## Prompt
Give back exactly the lines of the entries below from the line with "the grassy verge." to the line with "the apartment block.", inclusive, and only those.

Records contained in a dataset

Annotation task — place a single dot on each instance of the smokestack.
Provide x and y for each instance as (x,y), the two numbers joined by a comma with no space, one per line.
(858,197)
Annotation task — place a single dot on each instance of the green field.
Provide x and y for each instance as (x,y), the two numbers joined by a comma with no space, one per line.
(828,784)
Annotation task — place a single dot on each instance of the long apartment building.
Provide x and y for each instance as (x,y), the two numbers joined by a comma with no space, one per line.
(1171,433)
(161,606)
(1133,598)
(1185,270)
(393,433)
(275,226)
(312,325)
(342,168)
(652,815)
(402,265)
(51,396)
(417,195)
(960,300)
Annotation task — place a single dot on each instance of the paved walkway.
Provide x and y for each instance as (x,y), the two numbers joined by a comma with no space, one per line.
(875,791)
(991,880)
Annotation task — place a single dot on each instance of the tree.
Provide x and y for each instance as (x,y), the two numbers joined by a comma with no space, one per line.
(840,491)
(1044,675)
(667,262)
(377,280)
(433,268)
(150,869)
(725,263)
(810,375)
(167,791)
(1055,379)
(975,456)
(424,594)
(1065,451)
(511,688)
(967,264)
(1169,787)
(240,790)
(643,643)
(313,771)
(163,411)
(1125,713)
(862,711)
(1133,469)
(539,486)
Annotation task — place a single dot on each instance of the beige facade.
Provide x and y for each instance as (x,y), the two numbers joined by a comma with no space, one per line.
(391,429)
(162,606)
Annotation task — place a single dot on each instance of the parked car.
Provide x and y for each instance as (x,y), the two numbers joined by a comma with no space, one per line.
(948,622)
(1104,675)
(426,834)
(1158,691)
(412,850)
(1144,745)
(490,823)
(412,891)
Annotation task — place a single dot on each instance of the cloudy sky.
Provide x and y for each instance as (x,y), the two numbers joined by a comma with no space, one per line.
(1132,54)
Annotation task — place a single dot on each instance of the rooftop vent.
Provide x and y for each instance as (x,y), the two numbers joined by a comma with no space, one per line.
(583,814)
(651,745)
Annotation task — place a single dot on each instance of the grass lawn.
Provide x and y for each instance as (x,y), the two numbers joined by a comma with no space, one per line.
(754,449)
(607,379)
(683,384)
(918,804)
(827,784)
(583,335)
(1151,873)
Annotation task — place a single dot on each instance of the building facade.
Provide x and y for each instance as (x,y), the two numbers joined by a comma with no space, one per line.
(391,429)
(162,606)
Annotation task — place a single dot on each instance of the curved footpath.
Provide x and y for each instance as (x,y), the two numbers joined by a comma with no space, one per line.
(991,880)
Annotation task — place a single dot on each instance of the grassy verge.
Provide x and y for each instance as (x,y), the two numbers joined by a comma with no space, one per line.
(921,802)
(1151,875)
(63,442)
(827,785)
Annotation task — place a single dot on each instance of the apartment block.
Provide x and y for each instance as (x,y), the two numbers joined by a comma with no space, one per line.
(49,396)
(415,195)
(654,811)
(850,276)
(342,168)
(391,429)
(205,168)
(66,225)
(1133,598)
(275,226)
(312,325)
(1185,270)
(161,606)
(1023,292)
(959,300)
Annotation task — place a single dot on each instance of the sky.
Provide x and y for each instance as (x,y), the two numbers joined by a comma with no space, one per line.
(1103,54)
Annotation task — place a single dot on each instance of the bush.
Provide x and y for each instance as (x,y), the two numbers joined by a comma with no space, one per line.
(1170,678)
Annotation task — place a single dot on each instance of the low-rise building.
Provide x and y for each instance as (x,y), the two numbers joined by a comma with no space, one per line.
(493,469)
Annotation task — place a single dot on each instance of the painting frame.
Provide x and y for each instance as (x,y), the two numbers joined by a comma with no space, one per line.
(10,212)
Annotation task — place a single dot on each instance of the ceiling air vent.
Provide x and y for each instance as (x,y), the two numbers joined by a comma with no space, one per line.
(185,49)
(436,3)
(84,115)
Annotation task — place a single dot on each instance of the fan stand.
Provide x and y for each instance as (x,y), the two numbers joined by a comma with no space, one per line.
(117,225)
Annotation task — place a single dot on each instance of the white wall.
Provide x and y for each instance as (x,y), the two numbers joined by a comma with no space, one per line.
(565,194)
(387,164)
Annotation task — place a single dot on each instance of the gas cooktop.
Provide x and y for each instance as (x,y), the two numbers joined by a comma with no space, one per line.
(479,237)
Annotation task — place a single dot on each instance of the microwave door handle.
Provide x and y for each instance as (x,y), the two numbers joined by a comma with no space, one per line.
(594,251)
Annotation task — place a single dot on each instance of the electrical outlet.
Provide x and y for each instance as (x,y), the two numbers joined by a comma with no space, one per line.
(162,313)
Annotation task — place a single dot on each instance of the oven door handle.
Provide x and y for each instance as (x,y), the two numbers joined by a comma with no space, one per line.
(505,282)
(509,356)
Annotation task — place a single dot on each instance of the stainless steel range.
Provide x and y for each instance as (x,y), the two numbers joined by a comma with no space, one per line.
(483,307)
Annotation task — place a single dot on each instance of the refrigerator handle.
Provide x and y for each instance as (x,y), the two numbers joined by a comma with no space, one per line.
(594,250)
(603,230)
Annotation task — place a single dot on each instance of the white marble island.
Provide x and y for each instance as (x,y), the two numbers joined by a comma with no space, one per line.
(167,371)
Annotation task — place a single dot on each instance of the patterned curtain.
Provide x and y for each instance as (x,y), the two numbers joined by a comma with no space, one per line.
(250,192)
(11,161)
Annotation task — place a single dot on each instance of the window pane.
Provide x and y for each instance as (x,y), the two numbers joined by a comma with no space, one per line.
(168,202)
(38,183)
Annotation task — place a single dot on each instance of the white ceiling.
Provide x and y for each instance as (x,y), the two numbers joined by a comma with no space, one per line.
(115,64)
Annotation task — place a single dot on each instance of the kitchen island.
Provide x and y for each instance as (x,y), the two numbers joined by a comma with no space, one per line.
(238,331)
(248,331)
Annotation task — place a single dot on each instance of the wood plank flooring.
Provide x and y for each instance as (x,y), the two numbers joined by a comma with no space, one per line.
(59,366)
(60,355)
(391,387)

## Response below
Annotation task — place a single dot on each instance of the grassy verge.
Provide x and y for each instance as (x,y), the two numbers joined by a comma with no space, one per line.
(921,802)
(1151,875)
(63,442)
(827,785)
Annotation task — place a single dot on each instance of the apartment block.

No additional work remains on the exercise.